Please copy every line from the records below that contains the string "When".

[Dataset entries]
---

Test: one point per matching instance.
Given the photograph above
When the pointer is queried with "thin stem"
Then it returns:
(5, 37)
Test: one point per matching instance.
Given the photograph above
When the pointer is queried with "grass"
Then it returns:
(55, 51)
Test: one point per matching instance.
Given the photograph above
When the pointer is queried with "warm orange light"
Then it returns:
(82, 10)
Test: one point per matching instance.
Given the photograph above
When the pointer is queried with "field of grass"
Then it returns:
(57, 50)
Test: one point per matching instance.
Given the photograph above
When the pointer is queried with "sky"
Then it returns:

---

# Response area
When the pointer is queried with "thin stem"
When the pointer is queried with "grass"
When the pointer is queried with "warm orange light"
When the pointer is queried with "field of grass"
When the pointer is queried with "sky"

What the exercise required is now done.